Restate the entries below word for word, omitting nothing.

(Point placement records)
## start

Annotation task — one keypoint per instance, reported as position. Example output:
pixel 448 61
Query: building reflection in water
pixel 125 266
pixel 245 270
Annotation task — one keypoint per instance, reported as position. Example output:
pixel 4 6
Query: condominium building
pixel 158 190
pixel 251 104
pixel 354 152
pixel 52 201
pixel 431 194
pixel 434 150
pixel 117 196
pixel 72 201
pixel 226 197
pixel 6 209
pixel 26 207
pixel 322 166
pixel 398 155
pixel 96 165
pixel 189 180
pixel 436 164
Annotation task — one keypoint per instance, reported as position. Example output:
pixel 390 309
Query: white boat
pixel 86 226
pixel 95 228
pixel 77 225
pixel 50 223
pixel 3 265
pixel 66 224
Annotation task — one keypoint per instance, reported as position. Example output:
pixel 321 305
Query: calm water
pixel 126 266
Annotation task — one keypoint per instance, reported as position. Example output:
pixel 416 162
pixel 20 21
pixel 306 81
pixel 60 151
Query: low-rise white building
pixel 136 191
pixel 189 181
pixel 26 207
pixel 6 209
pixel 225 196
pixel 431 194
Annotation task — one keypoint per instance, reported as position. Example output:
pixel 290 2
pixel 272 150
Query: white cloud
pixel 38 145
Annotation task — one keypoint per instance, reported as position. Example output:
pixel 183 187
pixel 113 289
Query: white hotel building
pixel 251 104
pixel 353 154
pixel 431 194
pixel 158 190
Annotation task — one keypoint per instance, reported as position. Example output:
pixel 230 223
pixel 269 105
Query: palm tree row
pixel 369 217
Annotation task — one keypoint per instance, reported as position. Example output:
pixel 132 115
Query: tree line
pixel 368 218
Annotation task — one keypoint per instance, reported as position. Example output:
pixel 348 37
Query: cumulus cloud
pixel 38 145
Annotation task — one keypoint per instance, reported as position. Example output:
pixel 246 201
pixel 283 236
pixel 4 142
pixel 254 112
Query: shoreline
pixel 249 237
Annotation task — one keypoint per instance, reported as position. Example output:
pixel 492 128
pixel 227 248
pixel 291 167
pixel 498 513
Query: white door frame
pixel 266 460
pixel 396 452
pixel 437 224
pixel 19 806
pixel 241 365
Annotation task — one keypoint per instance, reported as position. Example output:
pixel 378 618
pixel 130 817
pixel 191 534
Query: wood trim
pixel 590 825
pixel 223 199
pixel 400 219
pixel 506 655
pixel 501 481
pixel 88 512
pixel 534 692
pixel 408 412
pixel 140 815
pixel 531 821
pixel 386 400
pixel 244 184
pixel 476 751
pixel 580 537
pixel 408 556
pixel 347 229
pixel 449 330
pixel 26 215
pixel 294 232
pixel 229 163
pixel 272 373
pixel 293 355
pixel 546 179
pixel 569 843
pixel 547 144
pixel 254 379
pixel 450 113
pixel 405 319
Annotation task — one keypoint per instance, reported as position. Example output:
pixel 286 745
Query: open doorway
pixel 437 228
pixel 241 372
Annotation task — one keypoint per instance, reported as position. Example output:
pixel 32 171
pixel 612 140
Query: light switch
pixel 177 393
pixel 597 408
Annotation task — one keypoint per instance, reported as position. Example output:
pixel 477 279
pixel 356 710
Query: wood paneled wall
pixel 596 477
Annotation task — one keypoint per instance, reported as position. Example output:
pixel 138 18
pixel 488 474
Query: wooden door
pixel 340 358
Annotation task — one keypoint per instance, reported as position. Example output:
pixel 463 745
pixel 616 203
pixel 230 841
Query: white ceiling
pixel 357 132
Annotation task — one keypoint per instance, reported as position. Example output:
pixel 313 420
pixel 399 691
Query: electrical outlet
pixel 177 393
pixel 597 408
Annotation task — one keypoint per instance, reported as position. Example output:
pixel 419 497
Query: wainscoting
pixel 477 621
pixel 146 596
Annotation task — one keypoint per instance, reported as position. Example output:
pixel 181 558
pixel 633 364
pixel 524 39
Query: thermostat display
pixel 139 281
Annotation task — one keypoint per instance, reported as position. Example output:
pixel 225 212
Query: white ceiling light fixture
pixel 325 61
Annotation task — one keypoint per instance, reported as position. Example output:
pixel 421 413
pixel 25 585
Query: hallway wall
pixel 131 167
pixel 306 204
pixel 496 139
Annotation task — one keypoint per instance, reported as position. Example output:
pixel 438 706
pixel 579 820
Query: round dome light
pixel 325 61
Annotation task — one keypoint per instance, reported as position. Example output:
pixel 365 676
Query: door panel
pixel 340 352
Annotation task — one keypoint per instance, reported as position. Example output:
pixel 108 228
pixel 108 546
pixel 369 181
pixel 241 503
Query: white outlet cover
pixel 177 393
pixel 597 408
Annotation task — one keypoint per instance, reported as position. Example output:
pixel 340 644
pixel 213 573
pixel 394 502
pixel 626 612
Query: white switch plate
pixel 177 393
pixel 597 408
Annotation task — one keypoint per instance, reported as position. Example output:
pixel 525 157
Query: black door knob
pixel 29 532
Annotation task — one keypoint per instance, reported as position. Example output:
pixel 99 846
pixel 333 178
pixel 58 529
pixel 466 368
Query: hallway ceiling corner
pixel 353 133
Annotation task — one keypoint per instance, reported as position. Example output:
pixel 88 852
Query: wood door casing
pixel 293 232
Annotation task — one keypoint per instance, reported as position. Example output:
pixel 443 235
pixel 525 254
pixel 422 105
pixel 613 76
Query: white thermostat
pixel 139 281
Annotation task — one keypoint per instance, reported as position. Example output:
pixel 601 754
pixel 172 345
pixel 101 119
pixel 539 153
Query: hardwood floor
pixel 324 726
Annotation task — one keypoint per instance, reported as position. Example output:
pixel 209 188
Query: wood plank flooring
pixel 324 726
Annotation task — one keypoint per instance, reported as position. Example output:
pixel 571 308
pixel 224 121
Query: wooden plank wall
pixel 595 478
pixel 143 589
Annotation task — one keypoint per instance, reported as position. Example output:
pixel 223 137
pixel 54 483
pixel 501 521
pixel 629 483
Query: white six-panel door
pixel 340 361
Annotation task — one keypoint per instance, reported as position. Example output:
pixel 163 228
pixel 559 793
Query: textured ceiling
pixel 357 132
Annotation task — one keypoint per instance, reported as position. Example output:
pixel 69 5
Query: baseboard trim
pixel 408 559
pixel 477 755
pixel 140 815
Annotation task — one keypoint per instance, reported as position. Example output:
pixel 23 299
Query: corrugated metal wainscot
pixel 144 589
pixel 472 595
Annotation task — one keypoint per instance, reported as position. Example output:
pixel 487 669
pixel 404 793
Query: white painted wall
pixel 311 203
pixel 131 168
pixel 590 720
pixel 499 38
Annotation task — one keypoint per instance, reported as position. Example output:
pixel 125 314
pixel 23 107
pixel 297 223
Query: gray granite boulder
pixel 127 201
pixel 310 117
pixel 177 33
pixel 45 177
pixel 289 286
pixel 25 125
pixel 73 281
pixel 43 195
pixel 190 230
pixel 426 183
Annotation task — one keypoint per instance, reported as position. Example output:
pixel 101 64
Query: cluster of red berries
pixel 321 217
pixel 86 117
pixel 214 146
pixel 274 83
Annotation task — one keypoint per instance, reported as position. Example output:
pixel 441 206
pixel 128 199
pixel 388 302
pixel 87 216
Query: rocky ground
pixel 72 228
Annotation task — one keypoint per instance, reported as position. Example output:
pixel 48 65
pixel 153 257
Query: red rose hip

## end

= Full answer =
Annotation task — one keypoint per instance, reported as position. Example output:
pixel 448 61
Query: building reflection in water
pixel 125 266
pixel 245 270
Annotation task — one keypoint per instance, reported as position. Example output:
pixel 4 6
Query: condominium building
pixel 158 190
pixel 251 104
pixel 354 152
pixel 52 201
pixel 431 194
pixel 434 150
pixel 117 196
pixel 72 201
pixel 226 197
pixel 6 209
pixel 26 207
pixel 322 166
pixel 398 155
pixel 96 165
pixel 189 180
pixel 436 164
Annotation task — one keypoint per instance, reported as position. Example output:
pixel 390 309
Query: white boat
pixel 86 226
pixel 95 228
pixel 77 225
pixel 50 223
pixel 3 265
pixel 66 224
Annotation task — one keypoint per instance, reported as position. Example output:
pixel 321 305
Query: calm water
pixel 126 266
Annotation task — one keypoint per instance, reported as position. Example output:
pixel 416 162
pixel 20 21
pixel 306 81
pixel 60 151
Query: low-rise white building
pixel 136 191
pixel 189 181
pixel 26 207
pixel 6 209
pixel 225 196
pixel 431 194
Annotation task — one keypoint per instance, reported as position. Example output:
pixel 290 2
pixel 272 150
Query: white cloud
pixel 38 145
Annotation task — one keypoint per instance, reported as position. Example output:
pixel 183 187
pixel 113 289
Query: white hotel building
pixel 251 104
pixel 353 154
pixel 431 194
pixel 158 190
Annotation task — one keypoint per instance, reported as position. Example output:
pixel 230 223
pixel 269 105
Query: palm tree row
pixel 369 217
Annotation task — one keypoint per instance, reported as position. Example output:
pixel 132 115
Query: tree line
pixel 368 218
Annotation task — one keypoint per instance, reported as position. Example output:
pixel 348 37
Query: cumulus cloud
pixel 38 145
Annotation task — one keypoint per instance, reported as position. Example output:
pixel 246 201
pixel 283 236
pixel 4 142
pixel 254 112
Query: shoreline
pixel 249 237
Annotation task — one keypoint per instance, reported as position. Example output:
pixel 492 128
pixel 227 248
pixel 291 167
pixel 498 513
Query: white door frame
pixel 266 460
pixel 396 452
pixel 437 224
pixel 19 806
pixel 241 365
Annotation task — one keypoint per instance, reported as position. Example output:
pixel 378 618
pixel 130 817
pixel 191 534
Query: wood trim
pixel 590 825
pixel 223 199
pixel 400 219
pixel 506 655
pixel 501 481
pixel 88 512
pixel 534 692
pixel 408 412
pixel 140 815
pixel 531 821
pixel 386 400
pixel 244 184
pixel 476 751
pixel 580 537
pixel 408 556
pixel 347 229
pixel 449 330
pixel 26 215
pixel 294 232
pixel 229 163
pixel 272 373
pixel 293 355
pixel 546 179
pixel 569 843
pixel 547 144
pixel 254 379
pixel 450 113
pixel 405 319
Annotation task — one keypoint per instance, reported as position. Example output:
pixel 286 745
Query: open doorway
pixel 437 228
pixel 241 372
Annotation task — one keypoint per instance, reported as position. Example output:
pixel 32 171
pixel 612 140
Query: light switch
pixel 177 393
pixel 597 408
Annotation task — one keypoint per instance, reported as position. Example output:
pixel 477 279
pixel 356 710
Query: wood paneled wall
pixel 596 477
Annotation task — one keypoint per instance, reported as position. Example output:
pixel 138 18
pixel 488 474
Query: wooden door
pixel 340 358
Annotation task — one keypoint per instance, reported as position. Example output:
pixel 463 745
pixel 616 203
pixel 230 841
Query: white ceiling
pixel 357 132
Annotation task — one keypoint per instance, reported as position. Example output:
pixel 313 420
pixel 399 691
Query: electrical outlet
pixel 177 393
pixel 597 408
Annotation task — one keypoint per instance, reported as position. Example output:
pixel 419 497
Query: wainscoting
pixel 477 621
pixel 146 596
Annotation task — one keypoint per instance, reported as position. Example output:
pixel 181 558
pixel 633 364
pixel 524 39
Query: thermostat display
pixel 139 281
Annotation task — one keypoint per instance, reported as position. Example output:
pixel 225 212
Query: white ceiling light fixture
pixel 325 61
Annotation task — one keypoint per instance, reported as position. Example output:
pixel 421 413
pixel 25 585
Query: hallway wall
pixel 131 167
pixel 306 204
pixel 496 139
Annotation task — one keypoint per instance, reported as position. Example output:
pixel 438 706
pixel 579 820
Query: round dome light
pixel 325 61
Annotation task — one keypoint per instance, reported as position. Example output:
pixel 365 676
Query: door panel
pixel 340 352
Annotation task — one keypoint per instance, reported as position. Example output:
pixel 108 228
pixel 108 546
pixel 369 181
pixel 241 503
Query: white outlet cover
pixel 177 393
pixel 597 408
Annotation task — one keypoint per instance, reported as position. Example output:
pixel 340 644
pixel 213 573
pixel 394 502
pixel 626 612
Query: white switch plate
pixel 177 393
pixel 597 408
Annotation task — one keypoint per instance, reported as position. Example output:
pixel 525 157
Query: black door knob
pixel 29 532
Annotation task — one keypoint per instance, reported as position. Example output:
pixel 99 846
pixel 333 178
pixel 58 529
pixel 466 368
Query: hallway ceiling corner
pixel 353 133
Annotation task — one keypoint per instance, reported as position. Example output:
pixel 88 852
Query: wood door casing
pixel 293 232
Annotation task — one keypoint per instance, reported as position. Example output:
pixel 443 235
pixel 525 254
pixel 422 105
pixel 613 76
Query: white thermostat
pixel 139 281
Annotation task — one keypoint per instance, reported as position. Example output:
pixel 601 754
pixel 172 345
pixel 101 119
pixel 539 153
Query: hardwood floor
pixel 324 726
Annotation task — one keypoint per instance, reported as position. Example output:
pixel 209 188
Query: wood plank flooring
pixel 324 726
Annotation task — one keypoint per instance, reported as position. Example output:
pixel 571 308
pixel 224 121
Query: wooden plank wall
pixel 595 478
pixel 143 589
Annotation task — one keypoint per instance, reported as position. Example output:
pixel 223 137
pixel 54 483
pixel 501 521
pixel 629 483
Query: white six-panel door
pixel 340 361
Annotation task — one keypoint per instance, reported as position. Example output:
pixel 163 228
pixel 559 793
Query: textured ceiling
pixel 357 132
Annotation task — one keypoint per instance, reported as position. Example output:
pixel 69 5
Query: baseboard trim
pixel 408 559
pixel 477 755
pixel 140 815
Annotation task — one keypoint per instance, reported as position. Example output:
pixel 23 299
Query: corrugated metal wainscot
pixel 144 589
pixel 472 595
Annotation task — one keypoint per instance, reported as position. Example output:
pixel 487 669
pixel 404 793
Query: white painted wall
pixel 311 203
pixel 131 168
pixel 590 720
pixel 499 38
Annotation task — one keypoint per instance, reported as position. Example output:
pixel 125 314
pixel 23 107
pixel 297 223
Query: gray granite boulder
pixel 127 201
pixel 310 117
pixel 177 33
pixel 45 177
pixel 289 286
pixel 25 125
pixel 73 281
pixel 43 195
pixel 190 230
pixel 426 183
Annotation task — one keypoint per instance, reported as position. Example output:
pixel 101 64
Query: cluster of red berries
pixel 321 217
pixel 86 117
pixel 214 146
pixel 274 83
Annotation task — one keypoint per instance, reported as position. Example output:
pixel 441 206
pixel 128 199
pixel 388 302
pixel 87 216
Query: rocky ground
pixel 72 228
Annotation task — one keypoint per instance, reported as position. Example output:
pixel 48 65
pixel 153 257
Query: red rose hip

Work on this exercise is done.